## EXTRACT
Long view of the Bellevue Court Building. Architect Horace Trumbauer opened up the subtle facade with consecutive bay windows | Photo: Michael Bixler
An extensive list of different businesses, organizations, and firms made the Bellevue Court Building their home over the years, but some are especially notable. Commercial fitness gym chains in America are commonly thought to have begun in the 1960s, however the Bellevue Court Building was hosting one on its fifth floor as early as 1914. The Collins System of Physical Culture was a physical education program designed by a science teacher named Charles H. Collins in Chicago in 1905. He incorporated his program into a physical education and exercise business in Philadelphia in 1911. Collins’ gym was one of the Bellevue Court Building’s first tenants–it later moved to a larger space down the street, but kept its space at 1418 Walnut Street for a women’s branch. (The 24-page guide Collins published is viewable at the Historical Society of Pennsylvania.)
Another notable occupant was local architect Ralph Bencker. He began his career in 1917 when he joined the firm, Price & McLanahan, later striking out on his own after splitting with McLanahan in 1925. Bencker designed the delightfully visual architecture associated with the vast group of buildings occupied by Horn & Hardart automats, restaurants, and commissaries in Philadelphia and New York during his time at the Bellevue Court Building.
The Bellevue Court Tavern spent over two decades occupying the rear section of the building’s ground floor retail space, accessible directly from Bellevue Court. It was one of the city’s most popular nightlife venues in the 1940s and lasted well into the 1960s.
In the following decades, use of the building declined. Despite some renovations and alterations by the Albert Greenfield Company in the 1950s, the building was a worn symbol of Philadelphia in a much different time–Penn Center was the city’s new gleaming office nexus. By the beginning of 1980 the building stood vacant.

The Bellevue at 200 S. Broad Street. The hotel’s original public space on the ground floor were converted into shops and floors 2 through 11 were repurposed for offices in the early 1990s | Photo: Michael Bixler
New Life For The Bellevue Buildings And The Demise Of A Street
Following Richard I. Rubin’s grand restoration of the Bellevue-Stratford after its fall from grace following the fatal Legionnaires’ disease outbreak in 1976–a string of fatal illnesses that infected attendees of an American Legion state convention at the hotel caused by the spread of bacterium Legionella pneumophila through the Bellevue’s air conditioning system–other buildings in the area were also targeted for improvement. Among them was the old Bellevue Court Building. In 1984, Rubin & Company acquired the building and re-activated the first floor. The La Petite Boulangerie chain of French-inspired bakeries set up shop and would stay in the space until 1990, when Rubin’s second renovation of the Bellevue-Stratford into a mixed use office-hotel-retail center led to the expansion of 1418 Walnut Street’s retail space into Bellevue Court, eliminating the street and creating one contiguous row of development–something this part of the block had not seen in nearly a century. The offices above were also restored and brought back into service.
The new, two-story addition, designed by RTKL Associates, was constructed specifically for the Philadelphia location of Tiffany’s & Co. It seamlessly blended into Horace Trumbauer’s street level design, adding a grand entrance where the two structures meet with and was embellished with the iconic Atlas Clock that adorns most Tiffany’s & C0. locations. The jewelry store continues to occupy the 12,400 sq ft retail space and the Bellevue Court Building appears nearly brand new, as if it never fell into vacancy and disrepair.
Very interesting article, thank you.
I remember seeing the 2 story addition for the first time and being amazed at how seamlessly they pulled it off. It still amazes me decades later.
Since you mentioned the SLS project, it is worth noting that it also eats up a charming city block – Cypress St between Broad St and Watts St., cutting off a micro-neighborhood with 300 year old houses from Broad St.
I’ve always had a fantasy of having a floor-through apartment in the tower portion. No money to do this, but a boy can dream.

## RAW DATA
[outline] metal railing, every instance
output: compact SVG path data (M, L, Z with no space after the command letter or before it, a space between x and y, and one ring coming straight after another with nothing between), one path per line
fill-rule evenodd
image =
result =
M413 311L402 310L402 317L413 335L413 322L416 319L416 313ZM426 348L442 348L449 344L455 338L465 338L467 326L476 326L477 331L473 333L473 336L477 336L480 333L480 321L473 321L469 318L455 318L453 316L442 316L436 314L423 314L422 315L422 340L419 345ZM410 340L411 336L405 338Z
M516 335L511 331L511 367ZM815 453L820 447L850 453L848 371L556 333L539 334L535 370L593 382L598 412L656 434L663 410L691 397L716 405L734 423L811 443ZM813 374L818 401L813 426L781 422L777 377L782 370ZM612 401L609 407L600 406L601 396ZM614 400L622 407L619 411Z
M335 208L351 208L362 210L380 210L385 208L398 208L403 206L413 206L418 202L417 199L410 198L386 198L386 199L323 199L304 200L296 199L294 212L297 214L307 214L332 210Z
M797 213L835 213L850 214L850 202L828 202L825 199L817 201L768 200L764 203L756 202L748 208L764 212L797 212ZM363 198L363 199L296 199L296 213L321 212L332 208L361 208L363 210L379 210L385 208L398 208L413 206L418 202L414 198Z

--

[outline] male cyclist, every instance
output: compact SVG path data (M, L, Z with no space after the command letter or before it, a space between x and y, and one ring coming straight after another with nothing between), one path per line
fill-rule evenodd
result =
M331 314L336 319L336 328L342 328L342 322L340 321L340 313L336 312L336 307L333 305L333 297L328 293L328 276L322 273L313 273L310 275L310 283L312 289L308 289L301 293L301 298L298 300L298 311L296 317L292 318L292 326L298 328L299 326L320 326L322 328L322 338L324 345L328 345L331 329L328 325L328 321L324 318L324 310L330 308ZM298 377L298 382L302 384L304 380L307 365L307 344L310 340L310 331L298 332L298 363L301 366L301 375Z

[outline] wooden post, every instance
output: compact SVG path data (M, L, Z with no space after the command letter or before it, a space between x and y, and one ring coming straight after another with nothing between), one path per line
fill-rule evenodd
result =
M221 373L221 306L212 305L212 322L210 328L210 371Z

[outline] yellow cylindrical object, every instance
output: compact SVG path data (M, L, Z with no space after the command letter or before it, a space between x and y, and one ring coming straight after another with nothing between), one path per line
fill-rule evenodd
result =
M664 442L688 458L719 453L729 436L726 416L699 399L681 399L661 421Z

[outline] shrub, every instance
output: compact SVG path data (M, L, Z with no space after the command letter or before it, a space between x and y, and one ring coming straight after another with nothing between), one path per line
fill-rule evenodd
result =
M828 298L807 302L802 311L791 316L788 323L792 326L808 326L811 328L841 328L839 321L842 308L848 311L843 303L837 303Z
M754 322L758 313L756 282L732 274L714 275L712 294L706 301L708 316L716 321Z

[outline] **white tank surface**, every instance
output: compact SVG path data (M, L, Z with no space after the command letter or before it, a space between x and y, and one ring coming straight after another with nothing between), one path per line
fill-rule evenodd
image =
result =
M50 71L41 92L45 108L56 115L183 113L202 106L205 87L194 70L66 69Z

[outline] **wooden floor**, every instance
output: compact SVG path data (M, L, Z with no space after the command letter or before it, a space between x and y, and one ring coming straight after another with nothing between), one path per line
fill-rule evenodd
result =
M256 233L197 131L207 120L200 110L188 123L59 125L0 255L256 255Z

## EXERCISES TO COMPLETE
A – Condense the paragraph of the Bellevue Court Building article that begins "Another notable occupant was local architect Ralph Bencker" into a short bulleted list that keeps its main facts.
B – In the Bellevue Court Building article, repeat the text word for word, from "Another notable occupant" up to and including "into the 1960s.".
The material comes from a different source than the Bellevue Court Building article.

## RESULTS BY TASK
A –
- Ralph Bencker, a local architect, was a notable occupant of the Bellevue Court Building.
- He started his career in 1917 at the firm Price & McLanahan.
- He went out on his own after splitting with McLanahan in 1925.
- While at the Bellevue Court Building, he designed the architecture of the many Horn & Hardart automats, restaurants, and commissaries in Philadelphia and New York.

B –
Another notable occupant was local architect Ralph Bencker. He began his career in 1917 when he joined the firm, Price & McLanahan, later striking out on his own after splitting with McLanahan in 1925. Bencker designed the delightfully visual architecture associated with the vast group of buildings occupied by Horn & Hardart automats, restaurants, and commissaries in Philadelphia and New York during his time at the Bellevue Court Building.
The Bellevue Court Tavern spent over two decades occupying the rear section of the building’s ground floor retail space, accessible directly from Bellevue Court. It was one of the city’s most popular nightlife venues in the 1940s and lasted well into the 1960s.